[PROMPT] The reply must repeat the listing below exactly and carry none of its pictures.

[DATASET EXCERPTS]
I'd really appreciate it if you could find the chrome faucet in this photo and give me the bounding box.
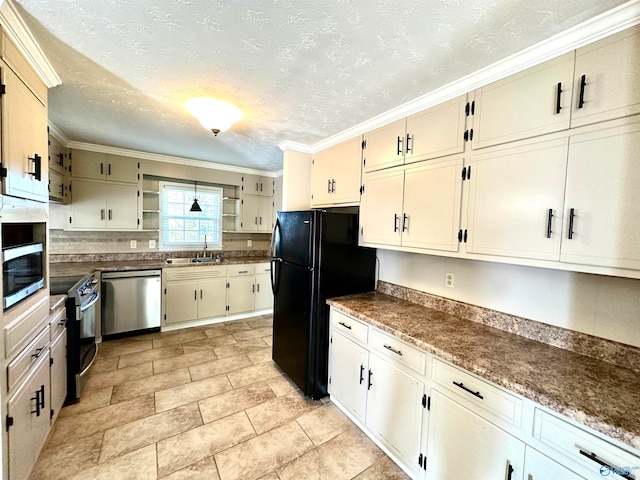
[201,234,208,258]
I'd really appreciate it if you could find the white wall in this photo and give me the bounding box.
[378,250,640,349]
[282,150,311,211]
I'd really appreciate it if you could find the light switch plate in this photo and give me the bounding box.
[247,239,252,247]
[130,240,137,249]
[149,239,156,249]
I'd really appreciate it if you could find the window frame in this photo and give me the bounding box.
[158,181,223,251]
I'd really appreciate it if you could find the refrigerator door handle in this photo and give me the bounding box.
[270,258,282,294]
[270,218,282,258]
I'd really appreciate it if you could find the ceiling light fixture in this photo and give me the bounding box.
[185,97,243,136]
[190,181,202,212]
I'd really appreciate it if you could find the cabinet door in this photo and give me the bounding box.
[165,281,198,325]
[310,147,333,206]
[363,118,406,172]
[366,353,424,473]
[405,95,467,164]
[472,52,574,150]
[106,183,139,230]
[258,197,273,232]
[241,195,261,231]
[360,168,404,246]
[331,137,362,205]
[49,169,65,202]
[197,277,227,319]
[71,151,108,180]
[254,273,273,310]
[524,447,584,480]
[561,120,640,270]
[106,155,139,183]
[50,330,67,424]
[243,174,272,196]
[426,389,525,480]
[2,64,49,202]
[571,25,640,128]
[466,138,568,261]
[228,276,255,314]
[7,354,51,480]
[69,179,108,229]
[402,157,463,252]
[328,331,369,423]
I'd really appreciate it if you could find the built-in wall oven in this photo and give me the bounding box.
[50,274,99,402]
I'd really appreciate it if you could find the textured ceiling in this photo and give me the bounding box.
[15,0,629,172]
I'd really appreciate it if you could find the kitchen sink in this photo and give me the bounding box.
[165,257,225,264]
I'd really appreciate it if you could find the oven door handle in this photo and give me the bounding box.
[79,291,100,313]
[79,343,98,377]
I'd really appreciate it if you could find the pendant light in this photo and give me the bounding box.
[190,181,202,212]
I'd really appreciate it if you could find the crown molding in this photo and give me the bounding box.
[277,140,314,154]
[66,140,279,177]
[281,0,640,154]
[0,0,61,87]
[47,122,70,145]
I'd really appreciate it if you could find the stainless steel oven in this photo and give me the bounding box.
[50,274,99,402]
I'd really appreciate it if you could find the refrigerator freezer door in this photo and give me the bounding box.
[274,211,314,267]
[272,261,315,395]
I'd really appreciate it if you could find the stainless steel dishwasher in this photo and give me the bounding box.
[101,270,161,338]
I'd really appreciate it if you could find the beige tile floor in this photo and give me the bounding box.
[31,315,410,480]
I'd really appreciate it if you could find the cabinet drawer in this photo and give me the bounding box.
[533,409,640,477]
[370,328,426,375]
[49,306,67,340]
[4,295,50,359]
[255,263,271,274]
[165,266,227,281]
[432,358,522,427]
[331,310,368,344]
[228,265,255,276]
[7,326,49,393]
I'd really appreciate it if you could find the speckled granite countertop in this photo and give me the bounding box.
[49,257,270,277]
[327,291,640,452]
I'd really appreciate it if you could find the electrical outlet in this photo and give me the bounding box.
[445,272,455,288]
[149,239,156,249]
[130,240,137,249]
[247,239,252,247]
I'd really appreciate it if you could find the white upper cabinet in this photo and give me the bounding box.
[71,151,139,184]
[311,137,362,207]
[361,156,464,253]
[571,25,640,128]
[363,118,407,172]
[363,95,467,173]
[465,137,568,261]
[404,95,467,164]
[69,179,139,230]
[242,174,273,197]
[560,118,640,270]
[471,52,575,150]
[1,63,48,202]
[360,167,404,246]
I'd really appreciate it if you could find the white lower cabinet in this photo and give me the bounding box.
[328,307,640,480]
[524,447,584,480]
[426,389,525,480]
[7,353,50,480]
[49,329,67,424]
[328,309,427,479]
[163,264,273,327]
[366,353,424,471]
[329,330,369,423]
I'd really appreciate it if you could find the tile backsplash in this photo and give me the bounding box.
[49,229,271,255]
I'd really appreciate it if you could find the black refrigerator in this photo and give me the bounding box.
[270,209,376,400]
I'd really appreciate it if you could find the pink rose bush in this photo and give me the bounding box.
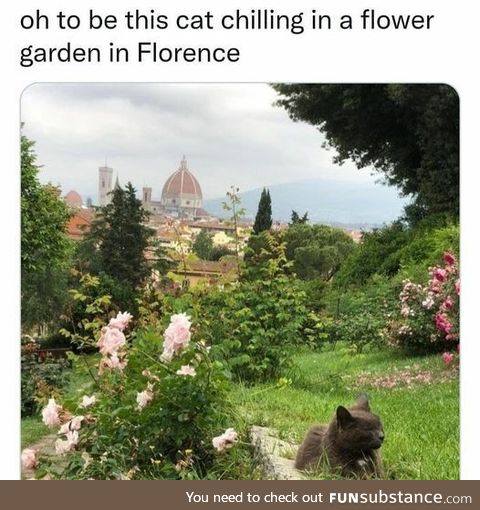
[33,311,234,480]
[389,251,459,360]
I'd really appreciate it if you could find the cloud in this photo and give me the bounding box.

[RESPONSE BOX]
I'd really appreciate it if you could find the chrome faucet in this photo and give me the bounding box.
[201,234,208,258]
I'd really appreciate it if you could find the white wall in this photo and give me the bounding box.
[378,250,640,349]
[282,150,311,211]
I'd really appreciate it if you could find the light switch plate in this photo and give me the bounding box.
[247,239,252,247]
[130,240,137,249]
[149,239,156,249]
I'd really appreciate it if you could find the window frame in this photo and give me the bounding box.
[158,181,223,251]
I'd really appreciate it if you could find the refrigerator door handle in this photo and give me the bounding box.
[270,258,282,294]
[270,218,282,258]
I'd really appreciate it if you could find the ceiling light fixture in this photo and give me the bounding box.
[185,97,243,136]
[190,181,202,212]
I'd really appreciate it if you could find the cabinet door in this photo and give me the bounding box.
[165,281,198,325]
[310,147,333,206]
[363,118,406,172]
[366,353,424,473]
[405,95,467,164]
[472,52,574,150]
[106,183,139,230]
[258,197,273,232]
[241,195,261,231]
[360,168,404,246]
[331,137,362,205]
[49,169,65,202]
[197,277,227,319]
[71,151,108,180]
[254,273,273,310]
[524,447,584,480]
[561,120,640,270]
[106,155,139,183]
[50,330,67,424]
[243,174,272,196]
[426,389,525,480]
[2,64,49,202]
[571,25,640,128]
[466,138,568,261]
[228,276,255,314]
[7,354,51,480]
[69,179,108,229]
[402,157,463,252]
[328,331,369,423]
I'd really appreciate it if you could find the built-in wall oven in this photo and give me the bounding box.
[50,274,99,402]
I'd really appreciate it if you could find the textured ceiling in this photo and give me the bounding box.
[15,0,629,172]
I'd really appreciate it if you could find the kitchen sink in this photo and give me the bounding box.
[165,257,225,264]
I'd really appreciate it if you could find the oven door handle in this photo and give me the bounding box.
[79,291,100,313]
[79,343,98,377]
I'd really appreciate it if you could find the pendant light in this photo and give me the bounding box.
[190,181,202,212]
I'd really appreciate it if you could find the crown molding in this photo and give me the bounding box.
[277,140,314,154]
[66,140,279,177]
[281,0,640,154]
[0,0,61,87]
[47,122,70,145]
I'd really appreciate it if you could find the stainless steel oven in this photo and give me the bounding box.
[50,274,99,402]
I'd really appreciate it if you could find the refrigerator freezer door in this photo and give me the bounding box.
[274,211,314,267]
[272,261,315,395]
I'd really appreciate it if you could find the stainless steel dishwasher in this photo and give me the bounding box.
[101,270,161,338]
I'd really appreciate it if you could find the beige tile floor in this photo and give me the bounding box.
[31,315,410,480]
I'd really appreciate it if you could find the cabinet drawer in this photo and give me the bounding box.
[533,409,640,477]
[370,328,426,375]
[49,306,67,340]
[4,295,50,359]
[255,263,271,274]
[165,266,227,281]
[432,358,522,427]
[331,310,368,344]
[228,265,255,276]
[7,326,49,393]
I'd really appreciate it if you could find the speckled granite countertop in this photo and give me the bounding box.
[49,257,270,277]
[327,291,640,452]
I'd really appreciate it if you could find the electrical outlet in this photo and give me the bounding box.
[445,272,455,288]
[149,239,156,249]
[130,240,137,249]
[247,239,252,247]
I'd really appreciate it if you could find the white upper cabinet in this photo and give me the bounding box.
[71,151,139,184]
[311,137,362,207]
[361,156,464,253]
[571,25,640,128]
[363,118,407,172]
[363,95,467,173]
[465,137,568,261]
[404,95,467,164]
[69,179,139,230]
[242,174,273,197]
[560,118,640,270]
[471,52,575,150]
[1,63,48,202]
[360,167,404,246]
I'd really appreciate it if you could find the white lower cabinet in this photo and give me the bounding box.
[328,307,640,480]
[524,447,584,480]
[426,389,525,480]
[7,353,50,480]
[49,329,67,424]
[328,309,427,479]
[163,264,273,327]
[366,353,424,471]
[329,330,369,423]
I'd really appreciate it if you could find the tile backsplash in this photo and give me the bounding box.
[49,229,271,255]
I'd really appreciate it if you could find the black refrigerator in this photo and give me the bounding box.
[270,209,376,400]
I'd really appreciate it if you could find the pink rose bush in this photo and give me the bounding box.
[33,311,234,480]
[389,251,459,360]
I'd really appreciate it if you could find the cloud in this photo and give me the bounding box.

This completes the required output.